= TESTO ESTRATTO =

------------------------------

L’ha, più o meno, ribadito, senza entrare nei particolari, chiedendo la fiducia per il proprio governo. Davanti ai senatori della Repubblica. Disattenti, annoiati, irregimentati. Come sempre.
Apriti cielo! Non era ancora arrivato all’ultimo gradino dello scalone del Senato, che già il mondo delle associazioni gay lo aveva crocifisso dalle finestrelle dei social network. Perché oramai, gli italiani – soprattutto loro – parlano solo attraverso i rettangolini dei social network. Perché fa fico! Non si parla più a voce, lungo lo Stivale. Né si comunica tramite lettera, biglietto, telefonata. Adesso si vomitano ettolitri di veleno attraverso post e link e mille altre diavolerie da muri virtuali. Di vite virtuali. Sentimenti e rabbie virtuali. Lotte virtuali.
Il social riporta e amplifica. Di un unico pelo iniziale, arriva, di post in post, una treccia finale. Kilometrica e cicciona. Con aggiunte da far accapponare la pelle. Nel bene e nel male. Aforismi, frasi celebri, citazioni, versi di poesie mai scritte, frange di prosa da bancarella. Uno schifo di bassissima lega che pretende di diventare quasi giornalismo. Se non letteratura.
E, dunque, anche le reazioni ai fatti di Stato, ormai, passano attraverso l’irrinunciabile rete del mondo virtuale. Capitani d’industria, stimati giornalisti, segretari di partito o rappresentanti dell’associazionismo usano twitter e facebook per i loro comunicati. Più diretti e personalizzati che se venissero concepiti da un addetto stampa. Fulminei, perché basta mettere la mano in tasca, tirare fuori un cellulare di ultima generazione, inforcare gli occhiali e scrivere, pigiando sui Nanotasti.
E, naturale conseguenza, tutti possono godere del consenso o patire il dissenso popolare. A turno, è toccato a tutti di subire vere e proprie gogne mediatiche. A me, come a milioni di persone. Anzi, a me, spesso, di più. Mi attaccano gli invidiosi, i mafiosi, i froci, le tonache menzognere, le beghine, i comunisti e i fascisti, i baciapile del Centro, i finti animalisti e le fidanzate dei miei fidanzati. L’Umanità, se consideriamo che risulto poco simpatico anche ai Rom e agli islamici. E ai russi di Putin. E a frau merkel.

------------------------------

= ELENCO ATTIVITÀ =
**a)** Rispondi a queste domande sul brano sui social network:
(i) Con quali tre aggettivi vengono descritti i senatori della Repubblica?
(ii) Quali due social network usano capitani d'industria, giornalisti, segretari di partito e rappresentanti dell'associazionismo per i loro comunicati?
(iii) Che cosa pretende di diventare lo "schifo di bassissima lega"?
**b)** Prosegui il brano sui social network dal punto in cui si interrompe.

= Voci di dati =
------------------------------

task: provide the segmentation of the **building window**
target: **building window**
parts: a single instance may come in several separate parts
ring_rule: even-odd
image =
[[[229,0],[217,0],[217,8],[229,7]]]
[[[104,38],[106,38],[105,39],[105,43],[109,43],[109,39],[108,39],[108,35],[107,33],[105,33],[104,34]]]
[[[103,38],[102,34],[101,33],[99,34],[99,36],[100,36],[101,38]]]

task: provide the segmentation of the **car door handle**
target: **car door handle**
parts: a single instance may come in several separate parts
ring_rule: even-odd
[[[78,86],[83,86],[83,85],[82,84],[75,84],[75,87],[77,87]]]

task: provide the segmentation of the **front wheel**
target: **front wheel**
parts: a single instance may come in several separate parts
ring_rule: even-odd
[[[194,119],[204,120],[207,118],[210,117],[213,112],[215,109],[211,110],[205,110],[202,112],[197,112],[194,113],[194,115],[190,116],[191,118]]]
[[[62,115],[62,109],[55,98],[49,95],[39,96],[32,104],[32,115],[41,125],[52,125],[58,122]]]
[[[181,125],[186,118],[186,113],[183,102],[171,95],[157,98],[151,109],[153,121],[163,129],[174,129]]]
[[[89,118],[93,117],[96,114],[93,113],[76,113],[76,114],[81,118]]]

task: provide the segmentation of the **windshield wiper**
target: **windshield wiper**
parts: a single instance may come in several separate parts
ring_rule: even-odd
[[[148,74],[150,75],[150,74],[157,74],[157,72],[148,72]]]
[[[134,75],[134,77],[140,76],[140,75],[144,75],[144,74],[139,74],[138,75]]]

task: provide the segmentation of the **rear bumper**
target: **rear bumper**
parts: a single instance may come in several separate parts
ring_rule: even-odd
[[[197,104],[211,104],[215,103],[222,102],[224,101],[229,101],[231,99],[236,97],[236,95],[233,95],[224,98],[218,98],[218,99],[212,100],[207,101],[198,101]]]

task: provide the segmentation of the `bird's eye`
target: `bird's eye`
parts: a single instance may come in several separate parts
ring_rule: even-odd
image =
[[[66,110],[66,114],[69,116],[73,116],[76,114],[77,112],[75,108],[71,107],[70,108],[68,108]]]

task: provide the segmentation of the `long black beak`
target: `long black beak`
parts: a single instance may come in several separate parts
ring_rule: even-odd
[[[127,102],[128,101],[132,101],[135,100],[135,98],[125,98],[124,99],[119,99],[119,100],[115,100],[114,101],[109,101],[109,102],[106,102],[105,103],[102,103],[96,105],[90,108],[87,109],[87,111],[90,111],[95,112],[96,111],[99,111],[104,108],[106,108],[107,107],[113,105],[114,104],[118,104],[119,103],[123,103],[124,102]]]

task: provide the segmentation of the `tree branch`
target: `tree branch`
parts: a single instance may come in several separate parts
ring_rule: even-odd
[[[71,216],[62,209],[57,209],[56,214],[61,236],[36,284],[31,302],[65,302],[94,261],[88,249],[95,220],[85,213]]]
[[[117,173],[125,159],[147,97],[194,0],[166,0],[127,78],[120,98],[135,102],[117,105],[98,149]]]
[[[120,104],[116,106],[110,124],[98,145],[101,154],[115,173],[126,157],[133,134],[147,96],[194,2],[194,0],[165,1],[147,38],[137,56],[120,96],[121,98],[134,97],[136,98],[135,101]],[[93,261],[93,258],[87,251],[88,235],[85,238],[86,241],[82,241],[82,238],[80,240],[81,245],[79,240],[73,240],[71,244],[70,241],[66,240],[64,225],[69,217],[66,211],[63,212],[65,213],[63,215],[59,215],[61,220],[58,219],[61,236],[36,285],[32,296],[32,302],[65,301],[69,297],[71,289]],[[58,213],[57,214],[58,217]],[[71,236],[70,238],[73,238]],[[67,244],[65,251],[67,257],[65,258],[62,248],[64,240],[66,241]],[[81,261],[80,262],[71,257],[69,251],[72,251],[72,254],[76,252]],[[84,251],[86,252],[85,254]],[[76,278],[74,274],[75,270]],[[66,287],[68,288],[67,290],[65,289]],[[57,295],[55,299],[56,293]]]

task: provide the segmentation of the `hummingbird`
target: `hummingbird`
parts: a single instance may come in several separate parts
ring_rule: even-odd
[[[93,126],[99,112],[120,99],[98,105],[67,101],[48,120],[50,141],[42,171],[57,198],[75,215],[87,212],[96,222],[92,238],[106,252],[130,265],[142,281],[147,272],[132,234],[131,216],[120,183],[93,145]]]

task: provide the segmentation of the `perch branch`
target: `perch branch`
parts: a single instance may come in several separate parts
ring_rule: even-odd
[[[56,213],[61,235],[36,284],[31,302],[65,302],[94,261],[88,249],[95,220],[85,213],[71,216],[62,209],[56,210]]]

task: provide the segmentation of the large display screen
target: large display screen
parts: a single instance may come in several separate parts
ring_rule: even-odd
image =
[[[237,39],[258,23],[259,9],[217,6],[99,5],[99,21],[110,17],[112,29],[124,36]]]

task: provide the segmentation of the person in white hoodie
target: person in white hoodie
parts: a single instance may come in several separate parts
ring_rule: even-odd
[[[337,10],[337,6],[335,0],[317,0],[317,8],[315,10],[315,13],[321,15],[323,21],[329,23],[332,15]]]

------------------------------

= RISPOSTE AGLI ESERCIZI =
**a)**
(i) Disattenti, annoiati, irregimentati.
(ii) Twitter e facebook.
(iii) Quasi giornalismo, se non letteratura.

**b)**
Da poco, però, sono in buona compagnia. Il Matteo fiorentino si è aggiudicato il podio di Renzi più antipatico d’Italia. Perché? Ma, chiaramente, perché ce l’ha fatta. Perché sta lì. E perché ci si vuole pure fermare a lungo. E anche perché, da giovane, ha giocato e vinto sulle reti Mediaset e non su Raitre o La7. Perché è cattolico e non ateo, ebreo o muslim. E, soprattutto, perché è liberale vestito da piddino.
Ora, non credo che ci siano dubbi sulla mia collocazione politica e partitica, completamente opposta al loquace toscano, ma temo che la mia disponibilità verso di lui possa essere fraintesa.
Io non amo e non ammiro particolarmente il neo premier, ma, diciamo, mi fa meno schifo degli ultimi due. E di qualche suo compagno di partito, se di partito si può ancora parlare.
La cosa che, però, mi fa inalberare è il tempismo dei post da social preorganizzati, da sciorinare in bacheca già al secondo fiato del presidente incaricato nell’emiciclo del Senato. Hanno gridato all’omofobo! Al persecutore! Al reticente! Senza dar tempo all’eventuale nuovo capo del governo di formulare una proposta concreta e seria sull’argomento unioni civili. E si badi: non già solo per gli omosessuali, ma anche per tutti coloro che non vogliono o non possono scegliere il matrimonio come comune tutela.
Erano tutti pronti. Dietro le tende del Palazzo, probabilmente; pronti a uscire dall’ombra per urlare il loro ripetitivo dissenso. Magari con quel loro modo baraccone e circense di fare piazza. Con quei pride noiosamente provocatori di una provocazione da quattro soldi. Tanto da farci dire che ci siamo stancati di vedere i froci in piazza. Anche noi, ricchioni casalinghi – e seri – ci siamo stufati. Perché non li vogliamo più vedere impastati coi loro, i nostri diversi diritti. I nostri diritti di NON categoria. Noi facciamo altro rispetto ai seminatori di zizzania e di manifestazioni. Non ci adorniamo di pezzi di meteorologia per rompere i maroni in giro. E non sperperiamo danaro per finti atti di fintissimo coraggio, sul suolo patrio o in trasferta, giusto per sibilare a favore di telecamera e microfono uno slogan incartato nella velina di una redazione televisiva. Lavoriamo come tutti gli altri italiani, se abbiamo il lavoro. Oppure ce lo inventiamo, come fanno tutti coloro che non vogliono soccombere. E abbiamo tempo per ricordarci che siamo innamorati di un altro maschio solo quando lo ritroviamo, a sera, stanco quanto noi, nel lettone di casa. Solo allora focalizziamo che siamo omosentimentali e omosessuali. E rivediamo i peli sul petto suo e nostro. E ci adeguiamo.
E non mi si venga a dar lezione di coraggio o determinazione, come è accaduto nelle ultime settimane, quando ho espresso il mio parere su Luxuria a Sochi: mafiaNO lavora e rompe il cazzo in terre non facili per nessuno. E senza protezione alcuna. E senza soldi, non essendo nemmeno un’associazione, ma semplicemente un progetto etico da condividere di volta in volta, per portarlo avanti. E lo porto avanti io, anche se in ottima compagnia. Coraggiosamente. Consapevolmente. Senza piume sul sedere!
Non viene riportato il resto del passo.